__ABOUT THIS EXERCISE__
Retype exactly the lines that run from the start of the data to the line holding "Task: point to every instance of the green", including both, and only those.

__RECORDS SHOWN__

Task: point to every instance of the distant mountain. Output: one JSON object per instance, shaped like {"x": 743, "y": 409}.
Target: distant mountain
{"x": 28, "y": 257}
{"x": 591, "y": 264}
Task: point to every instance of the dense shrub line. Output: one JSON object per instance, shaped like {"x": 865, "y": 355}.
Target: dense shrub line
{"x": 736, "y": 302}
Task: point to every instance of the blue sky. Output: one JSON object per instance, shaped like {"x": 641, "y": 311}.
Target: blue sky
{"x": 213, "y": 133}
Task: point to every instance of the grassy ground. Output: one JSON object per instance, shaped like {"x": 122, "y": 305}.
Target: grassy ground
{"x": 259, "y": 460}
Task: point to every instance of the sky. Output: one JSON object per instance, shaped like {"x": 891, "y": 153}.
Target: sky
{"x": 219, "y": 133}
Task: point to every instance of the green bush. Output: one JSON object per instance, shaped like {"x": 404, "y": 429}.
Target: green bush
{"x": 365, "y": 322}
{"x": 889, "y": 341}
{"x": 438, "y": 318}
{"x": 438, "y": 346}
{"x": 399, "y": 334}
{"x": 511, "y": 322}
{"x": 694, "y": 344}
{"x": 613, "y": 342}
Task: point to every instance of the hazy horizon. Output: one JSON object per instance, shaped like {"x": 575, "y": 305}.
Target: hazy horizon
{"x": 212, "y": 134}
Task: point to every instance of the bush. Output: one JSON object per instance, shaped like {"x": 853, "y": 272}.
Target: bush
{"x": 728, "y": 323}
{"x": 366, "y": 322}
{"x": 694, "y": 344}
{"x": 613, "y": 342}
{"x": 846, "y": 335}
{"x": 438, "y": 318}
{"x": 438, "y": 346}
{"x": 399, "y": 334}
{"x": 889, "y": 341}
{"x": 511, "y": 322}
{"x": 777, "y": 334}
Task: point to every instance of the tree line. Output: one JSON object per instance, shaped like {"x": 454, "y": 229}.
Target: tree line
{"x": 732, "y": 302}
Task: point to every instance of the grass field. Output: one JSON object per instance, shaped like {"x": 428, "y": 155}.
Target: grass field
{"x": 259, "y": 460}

__SOLUTION FOR THIS EXERCISE__
Task: point to every instance of the distant mountain. Output: one JSON object per instance, shaped like {"x": 743, "y": 409}.
Target: distant mountain
{"x": 28, "y": 257}
{"x": 591, "y": 264}
Task: point to every instance of the dense shrub line. Output: one JSON object per instance, shaped like {"x": 865, "y": 355}.
Target: dense shrub line
{"x": 736, "y": 302}
Task: point to every instance of the blue sky. Output: one JSON object per instance, shaped like {"x": 641, "y": 311}.
Target: blue sky
{"x": 213, "y": 133}
Task: point to every instance of the grassy ground. Output: one JSON object per instance, shaped like {"x": 122, "y": 305}.
Target: grassy ground
{"x": 259, "y": 460}
Task: point to every instance of the sky. Output: one JSON object per instance, shaped like {"x": 891, "y": 153}.
Target: sky
{"x": 219, "y": 133}
Task: point to every instance of the green bush. Output: one JSON object per instance, shaped like {"x": 404, "y": 429}.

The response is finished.